**Items from a dataset:**
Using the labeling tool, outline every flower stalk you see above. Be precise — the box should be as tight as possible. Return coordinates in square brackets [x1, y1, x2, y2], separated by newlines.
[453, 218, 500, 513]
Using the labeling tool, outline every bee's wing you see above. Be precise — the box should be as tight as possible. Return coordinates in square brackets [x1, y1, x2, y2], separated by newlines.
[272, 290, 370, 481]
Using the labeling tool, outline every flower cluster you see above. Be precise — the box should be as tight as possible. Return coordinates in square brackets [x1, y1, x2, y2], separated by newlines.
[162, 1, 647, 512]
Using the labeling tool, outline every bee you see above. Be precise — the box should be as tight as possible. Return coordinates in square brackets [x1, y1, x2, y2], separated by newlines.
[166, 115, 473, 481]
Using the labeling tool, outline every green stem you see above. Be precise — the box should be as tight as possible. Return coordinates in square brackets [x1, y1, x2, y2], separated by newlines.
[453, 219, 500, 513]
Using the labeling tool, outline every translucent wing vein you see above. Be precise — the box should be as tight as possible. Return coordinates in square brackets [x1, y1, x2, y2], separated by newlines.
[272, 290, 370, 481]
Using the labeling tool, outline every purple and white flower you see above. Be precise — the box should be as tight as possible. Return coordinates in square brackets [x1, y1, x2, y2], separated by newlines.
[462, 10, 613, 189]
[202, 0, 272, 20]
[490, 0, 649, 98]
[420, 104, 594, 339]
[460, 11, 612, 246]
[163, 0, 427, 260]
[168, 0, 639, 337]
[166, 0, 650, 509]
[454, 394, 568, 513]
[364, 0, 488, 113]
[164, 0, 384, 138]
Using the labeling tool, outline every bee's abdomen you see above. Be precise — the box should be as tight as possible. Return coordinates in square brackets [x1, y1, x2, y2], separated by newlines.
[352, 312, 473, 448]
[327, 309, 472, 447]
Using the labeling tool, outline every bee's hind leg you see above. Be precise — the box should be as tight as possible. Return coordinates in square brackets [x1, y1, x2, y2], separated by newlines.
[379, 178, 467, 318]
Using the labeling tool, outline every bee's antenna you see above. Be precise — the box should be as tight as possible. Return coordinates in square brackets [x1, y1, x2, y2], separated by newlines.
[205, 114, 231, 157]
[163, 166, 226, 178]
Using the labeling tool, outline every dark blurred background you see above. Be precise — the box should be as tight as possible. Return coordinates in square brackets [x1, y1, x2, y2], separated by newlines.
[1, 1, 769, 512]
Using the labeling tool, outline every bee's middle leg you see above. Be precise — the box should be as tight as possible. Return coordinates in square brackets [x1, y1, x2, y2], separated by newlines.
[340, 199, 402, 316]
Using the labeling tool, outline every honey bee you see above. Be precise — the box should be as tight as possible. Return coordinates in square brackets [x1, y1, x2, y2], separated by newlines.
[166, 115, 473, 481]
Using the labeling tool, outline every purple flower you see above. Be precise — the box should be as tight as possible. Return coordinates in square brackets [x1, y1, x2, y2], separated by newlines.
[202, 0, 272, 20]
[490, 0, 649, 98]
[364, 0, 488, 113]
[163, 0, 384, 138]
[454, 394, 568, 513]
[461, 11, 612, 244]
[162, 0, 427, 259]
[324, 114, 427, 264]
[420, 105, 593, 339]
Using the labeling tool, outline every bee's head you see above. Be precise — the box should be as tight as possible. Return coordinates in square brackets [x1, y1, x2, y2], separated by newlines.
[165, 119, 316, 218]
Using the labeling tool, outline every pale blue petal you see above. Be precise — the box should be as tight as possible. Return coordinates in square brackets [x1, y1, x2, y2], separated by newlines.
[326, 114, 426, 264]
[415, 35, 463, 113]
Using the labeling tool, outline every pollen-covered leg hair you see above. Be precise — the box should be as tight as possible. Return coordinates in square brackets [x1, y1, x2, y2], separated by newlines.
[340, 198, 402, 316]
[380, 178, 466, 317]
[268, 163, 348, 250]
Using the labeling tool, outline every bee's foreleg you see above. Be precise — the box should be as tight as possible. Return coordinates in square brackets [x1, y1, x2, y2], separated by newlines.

**WHAT YOU NEED TO DO:**
Copy every record exactly, leaving each line intact.

**THE ANSWER:**
Using the labeling tool, outline every flower stalk you see above. Be precise — the box should be as tight as possible. Return coordinates in square brackets [x1, y1, x2, y2], separated by newlines.
[453, 218, 500, 513]
Using the labeling tool, outline every bee's wing you see above. Be precise — the box should be as tight as possible. Return coordinates in square brackets [x1, y1, x2, y2], separated by newlines.
[272, 290, 370, 481]
Using the labeling tool, outline every flower cluster you see above. Be precise — the box should be as tight as possible. Return coordinates in square brackets [x1, y1, x2, y2], separated by newlines.
[162, 1, 647, 512]
Using the labeling tool, outline every bee you see above. Be precise — the box should be as tight as possible. Return coordinates in square brackets [x1, y1, x2, y2], separated by newlines.
[166, 115, 473, 481]
Using the labeling tool, outline every green stem you see above. Be precise — the box should be as tight as possible. Return coordinates in square brackets [x1, y1, x2, y2], separated by newlines.
[453, 219, 500, 513]
Using the labeling tool, outline every translucent wing vein you see above. Be precise — the box should be as tight as possible. Return coordinates in square brackets [x1, y1, x2, y2], separated by newlines.
[272, 290, 370, 481]
Using the labeling tool, outline every purple and white flower you see above. Be precise — the box should be as tight as possible. Return coordinates in square brackets [x1, y1, x2, y2], separated by newlines.
[462, 10, 613, 189]
[202, 0, 272, 20]
[490, 0, 649, 98]
[420, 104, 594, 339]
[460, 11, 612, 246]
[163, 0, 427, 260]
[168, 0, 639, 337]
[166, 0, 650, 509]
[454, 394, 568, 513]
[364, 0, 488, 113]
[164, 0, 384, 138]
Using the labeling tool, outline every bee's abdomen you see above. Be precise — the box should be as tight as possible. Return coordinates in square brackets [x1, y1, x2, y2], separated by newlines.
[352, 312, 473, 448]
[327, 309, 472, 447]
Using the labeling tool, outline every bee's hind leg you see above. Be precise — the box should be as tight as possible. Return coordinates in square brackets [x1, y1, x2, y2], separated by newlines.
[379, 178, 467, 318]
Using the labeling tool, outline every bee's antenna you see above. Be precise — the box should be as tight as possible. Return coordinates in square brackets [x1, y1, x2, y2], separated by newlines.
[205, 114, 231, 157]
[163, 166, 226, 178]
Using the labeling tool, outline every dark blurred background you see above. Be precise — the box should be as tight as possible. Return coordinates in square brackets [x1, y1, x2, y2], separated by newlines.
[1, 1, 769, 512]
Using the labeling tool, outline every bee's middle leg you see above. Be precise — the box should be as tight as possible. Return coordinates in square brackets [x1, y1, x2, y2], separated by newlines.
[340, 199, 402, 316]
Using the labeling tool, outline every honey bee you see above. Be precise — the box should be as tight as possible. Return coordinates in square brackets [x1, y1, x2, y2], separated by newlines.
[166, 115, 473, 481]
Using the labeling tool, outline every purple flower you see above. Be precise — the box should be as tight as possible. Return coordinates in square brackets [x1, y1, x2, y2], separated by newlines.
[202, 0, 272, 20]
[490, 0, 649, 98]
[364, 0, 488, 113]
[163, 0, 384, 138]
[454, 394, 568, 513]
[461, 11, 612, 244]
[162, 0, 427, 259]
[324, 114, 427, 264]
[420, 105, 593, 339]
Using the labeling tool, outline every bee's head you see above. Be precise — the box should be as tight as possible. Return coordinates in square brackets [x1, y1, x2, y2], separated by newlines.
[165, 119, 316, 218]
Using the labeling tool, outline every pale blue petal you see above. Be precise — the box should be as tight as possible. Return coordinates in square brackets [x1, y1, x2, y2], separated by newlines.
[326, 114, 426, 264]
[415, 35, 463, 113]
Using the labeling tool, outline every pollen-covered leg hair you see above. Be precise — the box should be as tight as possible. Return coordinates in square brackets [x1, y1, x2, y2], separated by newlines.
[340, 198, 402, 316]
[380, 178, 466, 317]
[268, 163, 348, 250]
Using the labeling tool, outline every bee's foreleg you see above. Be precise — the box should be as tight as possible. Return coordinates in square brackets [x1, y1, x2, y2], separated by newlines.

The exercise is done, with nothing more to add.